╭─ DOCUMENT PASSAGE

Rock stars tend to be funnier than comedians, and Sir Mix-a-Lot still gets asked to autograph people's butts — which he still likes, and he cannot lie.

SAN LUIS OBISPO, Calif. (CN) — My interview with singer Art Garfunkel quickly went downhill after I asked him how he felt about an old "Saturday Night Live" bit that seemed to poke fun at him.

“If I feel mocked, I don’t feel good about it,” he said, obviously perturbed. “Is that a mystery to you?”

If you want an interview to be memorable, having a Rock and Roll Hall of Famer rant at you for 10 minutes is definitely one way to achieve that. But during my decade as a celebrity interviewer, there were many other memorable moments — and most didn’t entail conflict.

Feeling nostalgic, I recently dug through the basket that contains my old celebrity interview tapes. Those mini cassettes — recorded when I was a freelance music writer and daily newspaper entertainment reporter — contain some interesting A- and B-side combinations.

While Cyndi Lauper and Kenny Loggins seem like a good fit for a duet, the tape labeled “Henry Winkler” on one side and “Sir Mix-a-Lot” on the other made me smile for its Odd Couple potential.

I always prided myself on developing interesting questions for these interviews, which required scores of research. But my first question to Mix-a-Lot, whose big hit famously declared “I like big butts, and I cannot lie,” was pretty straightforward.

╰─

§ WORK INSTRUCTION A
Translate this sentence from the celebrity interview passage into Spanish: "Feeling nostalgic, I recently dug through the basket that contains my old celebrity interview tapes."
The celebrity interview passage has no connection to the entries that come next.

╭─ PROVIDED RECORDS

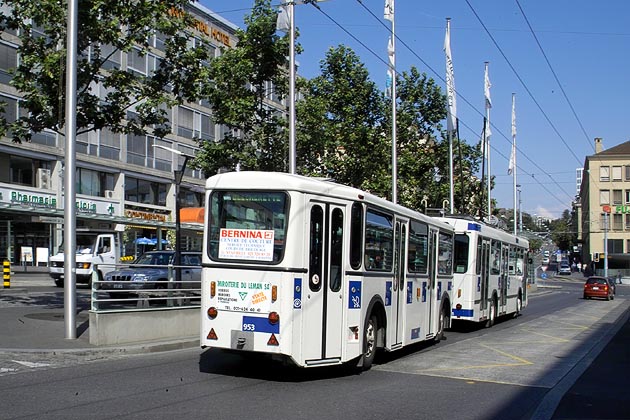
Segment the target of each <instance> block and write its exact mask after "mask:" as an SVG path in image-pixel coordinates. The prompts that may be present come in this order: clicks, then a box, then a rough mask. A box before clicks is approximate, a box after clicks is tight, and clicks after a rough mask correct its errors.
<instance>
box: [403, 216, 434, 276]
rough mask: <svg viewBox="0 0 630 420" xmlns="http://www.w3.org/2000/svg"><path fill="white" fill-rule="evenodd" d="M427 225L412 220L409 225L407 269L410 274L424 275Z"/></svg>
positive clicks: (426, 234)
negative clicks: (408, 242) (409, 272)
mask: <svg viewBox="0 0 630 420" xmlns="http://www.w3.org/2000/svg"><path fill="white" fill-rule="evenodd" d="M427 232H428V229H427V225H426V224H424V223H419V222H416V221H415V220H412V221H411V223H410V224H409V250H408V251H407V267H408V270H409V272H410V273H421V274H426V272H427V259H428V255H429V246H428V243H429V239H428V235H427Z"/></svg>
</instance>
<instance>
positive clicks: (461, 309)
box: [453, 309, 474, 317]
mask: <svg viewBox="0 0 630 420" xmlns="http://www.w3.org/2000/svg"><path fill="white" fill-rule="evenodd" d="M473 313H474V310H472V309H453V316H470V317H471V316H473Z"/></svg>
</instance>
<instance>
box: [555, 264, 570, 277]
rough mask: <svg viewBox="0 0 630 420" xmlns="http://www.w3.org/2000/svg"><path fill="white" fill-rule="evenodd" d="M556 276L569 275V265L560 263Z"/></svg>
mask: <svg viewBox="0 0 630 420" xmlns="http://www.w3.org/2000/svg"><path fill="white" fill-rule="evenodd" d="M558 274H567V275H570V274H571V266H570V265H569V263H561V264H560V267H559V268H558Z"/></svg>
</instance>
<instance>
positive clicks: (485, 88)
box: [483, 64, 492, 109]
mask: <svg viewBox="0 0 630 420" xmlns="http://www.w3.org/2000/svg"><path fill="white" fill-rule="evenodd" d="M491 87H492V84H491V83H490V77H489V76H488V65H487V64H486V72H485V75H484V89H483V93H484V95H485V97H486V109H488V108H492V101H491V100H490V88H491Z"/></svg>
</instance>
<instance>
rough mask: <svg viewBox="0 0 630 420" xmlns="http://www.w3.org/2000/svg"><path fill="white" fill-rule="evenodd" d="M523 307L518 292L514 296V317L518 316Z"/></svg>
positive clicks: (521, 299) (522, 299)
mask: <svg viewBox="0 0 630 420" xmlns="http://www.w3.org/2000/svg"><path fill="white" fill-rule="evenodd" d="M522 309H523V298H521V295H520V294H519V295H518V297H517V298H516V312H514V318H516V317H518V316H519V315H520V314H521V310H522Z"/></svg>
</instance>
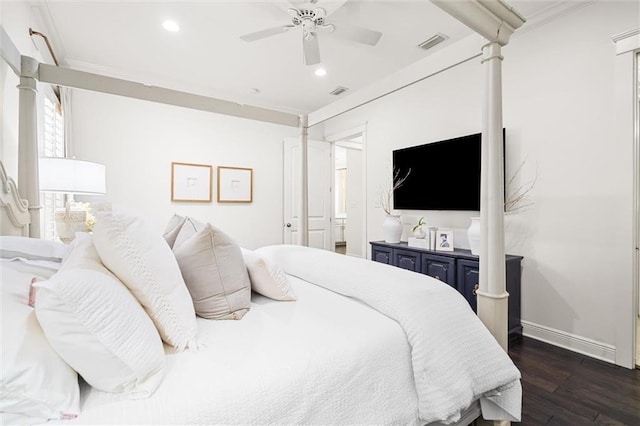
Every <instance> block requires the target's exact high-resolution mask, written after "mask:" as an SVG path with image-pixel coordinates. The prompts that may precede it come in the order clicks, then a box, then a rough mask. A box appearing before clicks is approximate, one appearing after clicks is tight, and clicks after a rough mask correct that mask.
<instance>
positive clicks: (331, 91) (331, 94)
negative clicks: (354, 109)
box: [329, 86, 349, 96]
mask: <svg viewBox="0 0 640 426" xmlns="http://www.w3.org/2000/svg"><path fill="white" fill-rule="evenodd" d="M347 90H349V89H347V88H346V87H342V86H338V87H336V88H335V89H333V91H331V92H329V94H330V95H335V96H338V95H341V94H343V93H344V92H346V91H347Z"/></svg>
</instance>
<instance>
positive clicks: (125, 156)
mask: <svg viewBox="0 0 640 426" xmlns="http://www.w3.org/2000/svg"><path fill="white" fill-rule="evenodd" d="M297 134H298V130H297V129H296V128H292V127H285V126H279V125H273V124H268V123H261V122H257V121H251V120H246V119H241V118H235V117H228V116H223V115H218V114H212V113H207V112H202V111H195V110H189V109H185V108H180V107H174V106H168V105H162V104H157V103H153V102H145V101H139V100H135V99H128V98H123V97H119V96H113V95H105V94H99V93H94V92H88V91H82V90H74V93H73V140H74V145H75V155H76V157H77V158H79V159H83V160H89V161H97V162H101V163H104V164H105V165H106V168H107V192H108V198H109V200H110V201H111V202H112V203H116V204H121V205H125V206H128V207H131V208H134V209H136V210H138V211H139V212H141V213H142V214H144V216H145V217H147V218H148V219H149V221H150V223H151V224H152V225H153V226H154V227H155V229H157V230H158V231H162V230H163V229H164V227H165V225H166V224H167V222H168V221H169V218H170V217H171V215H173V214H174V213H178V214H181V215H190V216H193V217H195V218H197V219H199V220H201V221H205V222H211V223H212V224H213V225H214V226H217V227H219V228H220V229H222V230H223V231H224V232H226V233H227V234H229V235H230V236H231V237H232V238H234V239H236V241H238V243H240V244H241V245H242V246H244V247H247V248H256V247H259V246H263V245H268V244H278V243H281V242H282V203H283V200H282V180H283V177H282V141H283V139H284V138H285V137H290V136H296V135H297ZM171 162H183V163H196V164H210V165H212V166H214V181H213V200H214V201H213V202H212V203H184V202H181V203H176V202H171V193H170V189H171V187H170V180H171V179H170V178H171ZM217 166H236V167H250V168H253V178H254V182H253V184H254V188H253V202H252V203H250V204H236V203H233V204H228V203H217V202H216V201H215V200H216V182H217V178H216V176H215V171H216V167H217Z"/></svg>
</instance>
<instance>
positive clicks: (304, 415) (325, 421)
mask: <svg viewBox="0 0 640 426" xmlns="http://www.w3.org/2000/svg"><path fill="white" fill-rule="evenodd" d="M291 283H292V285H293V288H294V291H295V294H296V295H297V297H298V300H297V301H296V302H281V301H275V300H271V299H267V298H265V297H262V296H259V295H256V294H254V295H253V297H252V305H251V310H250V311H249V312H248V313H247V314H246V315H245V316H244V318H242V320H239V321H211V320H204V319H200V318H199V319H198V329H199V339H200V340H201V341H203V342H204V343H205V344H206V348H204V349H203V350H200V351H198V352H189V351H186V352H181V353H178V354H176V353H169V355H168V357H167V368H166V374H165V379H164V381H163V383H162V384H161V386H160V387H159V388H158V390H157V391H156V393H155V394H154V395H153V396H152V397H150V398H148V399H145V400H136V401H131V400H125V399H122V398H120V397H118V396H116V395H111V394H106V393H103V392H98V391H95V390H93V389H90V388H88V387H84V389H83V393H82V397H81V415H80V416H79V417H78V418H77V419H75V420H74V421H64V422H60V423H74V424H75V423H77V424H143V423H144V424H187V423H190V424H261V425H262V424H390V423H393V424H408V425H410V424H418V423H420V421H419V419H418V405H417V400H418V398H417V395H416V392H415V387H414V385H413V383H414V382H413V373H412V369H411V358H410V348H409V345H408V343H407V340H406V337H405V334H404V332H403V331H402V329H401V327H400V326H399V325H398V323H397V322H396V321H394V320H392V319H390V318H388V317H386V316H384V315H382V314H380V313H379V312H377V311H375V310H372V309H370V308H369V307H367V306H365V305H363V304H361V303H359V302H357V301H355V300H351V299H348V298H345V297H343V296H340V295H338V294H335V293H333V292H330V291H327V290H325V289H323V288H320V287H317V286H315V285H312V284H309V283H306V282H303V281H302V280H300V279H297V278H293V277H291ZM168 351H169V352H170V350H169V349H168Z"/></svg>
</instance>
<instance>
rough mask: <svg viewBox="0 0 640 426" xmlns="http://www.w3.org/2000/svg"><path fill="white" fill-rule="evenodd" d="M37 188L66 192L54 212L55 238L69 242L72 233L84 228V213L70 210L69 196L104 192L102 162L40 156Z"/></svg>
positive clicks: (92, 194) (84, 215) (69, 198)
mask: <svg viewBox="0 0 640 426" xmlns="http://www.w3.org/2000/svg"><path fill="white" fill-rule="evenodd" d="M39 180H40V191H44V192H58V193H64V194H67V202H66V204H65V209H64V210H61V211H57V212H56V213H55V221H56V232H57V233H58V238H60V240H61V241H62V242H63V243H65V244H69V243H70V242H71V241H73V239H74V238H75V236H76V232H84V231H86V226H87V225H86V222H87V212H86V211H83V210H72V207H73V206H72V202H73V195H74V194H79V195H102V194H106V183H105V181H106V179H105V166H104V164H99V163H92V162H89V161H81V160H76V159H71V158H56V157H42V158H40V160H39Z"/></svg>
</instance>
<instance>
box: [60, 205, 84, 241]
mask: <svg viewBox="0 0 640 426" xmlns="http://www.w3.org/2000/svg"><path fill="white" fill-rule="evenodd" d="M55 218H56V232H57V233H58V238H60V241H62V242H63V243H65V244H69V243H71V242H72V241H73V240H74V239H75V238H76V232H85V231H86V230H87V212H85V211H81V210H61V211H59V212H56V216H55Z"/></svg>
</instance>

╰─

§ WORK INSTRUCTION B
Reproduce the part of the entries that opens at their start and closes with the line containing "box: [403, 216, 434, 276]", with both ends included. Leave the pictures out.

§ TASK ANSWER A
Con nostalgia, hace poco rebusqué en la cesta que contiene mis viejas cintas de entrevistas a famosos.

§ TASK ANSWER B
Segment the target of each <instance> block and write its exact mask after "mask:" as an SVG path in image-pixel coordinates. The prompts that may be present come in this order: clicks, then a box, then a rough mask. A box before clicks is approximate, a box after clicks is tight, and clicks after a rough mask correct its errors.
<instance>
box: [403, 216, 434, 276]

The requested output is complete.